■ DOCUMENT SEGMENT:
▶

Through the book, even as he leaves aside certain Jewish rituals, he continues to observe kashrut. These days, he says he keeps “symbolically kosher,” still making certain distinctions that are meaningful to him that “preserve my connection to my parents and their world, as well as to the history of the Jews.” When his father died in 1992, he would go to shul to say Kaddish and discovered the morning minyan at Ansche Chesed, not far from his Upper West Side home. He wrote about that experience, calling the piece “The Law of Return.”
Dickstein, who has published the cultural histories “Gates of Eden” and “Dancing in the Dark” along with other literary works, recalls hearing playwright David Hare recently talk about publishing a memoir, and how he felt the weight of association with certain times and places. Writing was a way to offload them, to no longer be burdened. Dickstein agrees, “In a sense I’m parking my memories in a volume, both preserving them and detaching myself. “
♦
Around the time that Dickstein was writing for “The Spectator,” Jack Schwartz was at City College, writing and editing The City College Campus while also working as a copy boy at The Daily Mirror, a tabloid that was then the flagship Hearst newspaper in New York. Over the next half century — through “the heyday of American print journalism” — he worked at the Daily News, the New York Post, Newsday, the Long Island Press and The New York Times, as well as the Paris Herald-Tribune.

◀

■ ENTRIES SUPPLIED:
▶

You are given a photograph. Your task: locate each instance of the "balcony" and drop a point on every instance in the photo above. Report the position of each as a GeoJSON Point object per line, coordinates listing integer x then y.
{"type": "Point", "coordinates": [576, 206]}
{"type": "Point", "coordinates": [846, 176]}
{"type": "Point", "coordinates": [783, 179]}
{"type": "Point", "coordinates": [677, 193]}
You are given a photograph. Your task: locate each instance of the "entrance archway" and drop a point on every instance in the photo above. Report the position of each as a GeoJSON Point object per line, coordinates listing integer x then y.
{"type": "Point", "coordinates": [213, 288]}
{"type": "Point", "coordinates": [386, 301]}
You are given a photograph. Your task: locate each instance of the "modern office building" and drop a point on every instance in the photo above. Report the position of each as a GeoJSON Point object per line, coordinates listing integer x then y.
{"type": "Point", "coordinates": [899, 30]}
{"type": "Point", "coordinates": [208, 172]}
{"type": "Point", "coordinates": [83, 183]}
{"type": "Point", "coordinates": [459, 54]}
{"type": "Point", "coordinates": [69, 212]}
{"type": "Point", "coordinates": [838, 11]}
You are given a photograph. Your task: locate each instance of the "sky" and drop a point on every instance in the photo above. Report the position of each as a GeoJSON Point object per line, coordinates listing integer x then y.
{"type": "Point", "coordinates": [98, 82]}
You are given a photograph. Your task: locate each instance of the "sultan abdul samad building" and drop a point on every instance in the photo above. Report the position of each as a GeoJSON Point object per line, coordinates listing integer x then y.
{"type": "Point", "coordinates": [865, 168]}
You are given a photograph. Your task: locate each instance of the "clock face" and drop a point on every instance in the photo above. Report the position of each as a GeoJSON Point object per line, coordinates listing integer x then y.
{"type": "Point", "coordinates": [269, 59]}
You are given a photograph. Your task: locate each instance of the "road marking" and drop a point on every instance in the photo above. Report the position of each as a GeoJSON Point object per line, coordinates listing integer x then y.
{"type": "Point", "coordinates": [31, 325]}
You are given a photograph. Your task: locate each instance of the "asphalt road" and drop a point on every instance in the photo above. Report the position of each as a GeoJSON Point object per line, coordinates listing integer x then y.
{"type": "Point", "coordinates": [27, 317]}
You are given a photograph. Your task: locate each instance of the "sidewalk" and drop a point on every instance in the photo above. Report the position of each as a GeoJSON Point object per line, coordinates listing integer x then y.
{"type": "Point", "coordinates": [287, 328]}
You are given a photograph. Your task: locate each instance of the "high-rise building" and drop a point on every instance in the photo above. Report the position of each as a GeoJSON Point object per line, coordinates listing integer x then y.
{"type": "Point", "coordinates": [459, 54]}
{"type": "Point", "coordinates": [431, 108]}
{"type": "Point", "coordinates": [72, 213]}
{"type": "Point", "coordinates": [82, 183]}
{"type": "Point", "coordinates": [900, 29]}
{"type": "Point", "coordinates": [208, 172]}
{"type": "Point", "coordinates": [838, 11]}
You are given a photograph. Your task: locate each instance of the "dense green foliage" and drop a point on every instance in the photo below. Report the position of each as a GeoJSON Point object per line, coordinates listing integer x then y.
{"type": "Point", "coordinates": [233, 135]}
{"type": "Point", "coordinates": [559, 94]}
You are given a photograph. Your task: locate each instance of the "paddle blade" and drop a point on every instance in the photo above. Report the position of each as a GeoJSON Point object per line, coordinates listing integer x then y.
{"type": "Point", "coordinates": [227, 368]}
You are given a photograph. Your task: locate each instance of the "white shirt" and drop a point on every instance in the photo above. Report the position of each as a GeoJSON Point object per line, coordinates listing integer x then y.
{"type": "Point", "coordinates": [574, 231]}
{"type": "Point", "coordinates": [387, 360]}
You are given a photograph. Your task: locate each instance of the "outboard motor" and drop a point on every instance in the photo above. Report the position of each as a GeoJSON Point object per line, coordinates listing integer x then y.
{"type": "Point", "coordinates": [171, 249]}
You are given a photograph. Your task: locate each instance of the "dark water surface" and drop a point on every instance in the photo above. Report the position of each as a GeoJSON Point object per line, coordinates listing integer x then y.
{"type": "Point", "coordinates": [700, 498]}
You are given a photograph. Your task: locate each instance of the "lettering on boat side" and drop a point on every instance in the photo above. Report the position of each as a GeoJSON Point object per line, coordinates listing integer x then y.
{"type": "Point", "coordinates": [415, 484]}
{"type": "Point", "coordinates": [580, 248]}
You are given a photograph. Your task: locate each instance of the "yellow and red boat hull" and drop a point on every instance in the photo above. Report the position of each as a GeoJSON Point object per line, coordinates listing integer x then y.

◀

■ REQUESTS:
A) In the Dickstein and Schwartz passage, which newspapers does Jack Schwartz work at over the next half century? List each one.
B) Decide whether each statement agrees with the Dickstein and Schwartz passage. Answer yes or no, and quote the words from the passage that settle it. (i) Dickstein's father died in 1992. (ii) The morning minyan Dickstein discovered at Ansche Chesed was far from his home. (iii) Jack Schwartz worked as a copy boy at the Daily News.

■ SOLUTIONS BELOW:
A)
- Daily News
- New York Post
- Newsday
- Long Island Press
- The New York Times
- Paris Herald-Tribune

B)
(i) Yes: "When his father died in 1992"
(ii) No: "not far from his Upper West Side home"
(iii) No: "working as a copy boy at The Daily Mirror"